Written task — Change every "headscarf" in the items below to "head covering" and write the items out again with nothing else altered.

[Coordinate annotation items]
───
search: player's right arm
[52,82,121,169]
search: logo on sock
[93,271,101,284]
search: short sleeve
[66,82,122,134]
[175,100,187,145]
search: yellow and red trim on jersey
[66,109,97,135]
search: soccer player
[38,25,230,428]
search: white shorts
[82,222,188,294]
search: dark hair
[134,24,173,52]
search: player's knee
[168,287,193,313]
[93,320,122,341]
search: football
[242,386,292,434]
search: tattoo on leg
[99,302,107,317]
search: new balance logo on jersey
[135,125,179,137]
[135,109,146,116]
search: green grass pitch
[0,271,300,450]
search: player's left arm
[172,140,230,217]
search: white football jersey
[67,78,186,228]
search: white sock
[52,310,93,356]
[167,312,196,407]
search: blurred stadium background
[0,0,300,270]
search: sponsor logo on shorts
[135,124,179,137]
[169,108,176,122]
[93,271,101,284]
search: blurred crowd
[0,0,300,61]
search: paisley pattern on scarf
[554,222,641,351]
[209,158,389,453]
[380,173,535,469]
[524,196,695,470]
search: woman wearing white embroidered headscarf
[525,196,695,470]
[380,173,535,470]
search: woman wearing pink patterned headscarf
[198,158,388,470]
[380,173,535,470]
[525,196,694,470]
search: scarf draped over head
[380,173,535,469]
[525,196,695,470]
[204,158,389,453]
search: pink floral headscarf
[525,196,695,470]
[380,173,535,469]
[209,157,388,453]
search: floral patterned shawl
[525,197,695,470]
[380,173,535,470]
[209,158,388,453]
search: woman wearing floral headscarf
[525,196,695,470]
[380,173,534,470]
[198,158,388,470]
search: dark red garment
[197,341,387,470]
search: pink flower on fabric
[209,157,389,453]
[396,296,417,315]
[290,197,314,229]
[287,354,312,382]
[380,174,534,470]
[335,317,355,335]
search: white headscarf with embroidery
───
Exercise solution —
search: player's right arm
[52,82,121,169]
search: logo on sock
[93,271,101,284]
search: short sleeve
[66,82,122,134]
[175,100,187,145]
search: yellow and red trim on jersey
[66,109,97,135]
search: soccer player
[38,25,230,428]
search: white shorts
[82,222,188,294]
search: dark hair
[134,24,173,52]
search: player's knee
[168,287,193,313]
[93,320,122,341]
search: football
[242,386,292,434]
search: tattoo on leg
[99,302,107,317]
search: new balance logo on jersey
[135,125,179,137]
[135,109,146,116]
search: green grass pitch
[0,271,300,450]
search: player's left arm
[172,140,230,217]
search: white football jersey
[67,78,186,228]
search: white sock
[52,310,93,356]
[167,312,196,407]
search: blurred stadium background
[0,0,300,270]
search: sponsor logo on shorts
[135,124,179,137]
[169,108,176,122]
[93,271,101,284]
search: blurred crowd
[0,0,300,61]
search: paisley pattern on scarf
[554,222,641,351]
[209,158,389,453]
[380,173,535,469]
[524,196,695,470]
search: woman wearing white embroidered head covering
[525,196,695,470]
[380,173,535,470]
search: woman wearing pink patterned head covering
[198,158,388,470]
[380,173,535,470]
[525,196,694,470]
search: scarf draped over head
[380,173,535,469]
[525,196,695,470]
[204,158,389,453]
search: pink floral head covering
[525,196,695,470]
[380,173,535,469]
[209,157,388,453]
search: floral patterned shawl
[525,197,695,470]
[380,173,535,470]
[209,158,388,453]
search: woman wearing floral head covering
[525,196,695,470]
[380,173,534,470]
[198,158,388,470]
search: dark red garment
[197,341,387,470]
search: pink flower on fabric
[209,157,389,453]
[396,296,417,315]
[290,197,314,229]
[287,354,312,382]
[380,174,534,470]
[335,317,355,335]
search: white head covering with embroidery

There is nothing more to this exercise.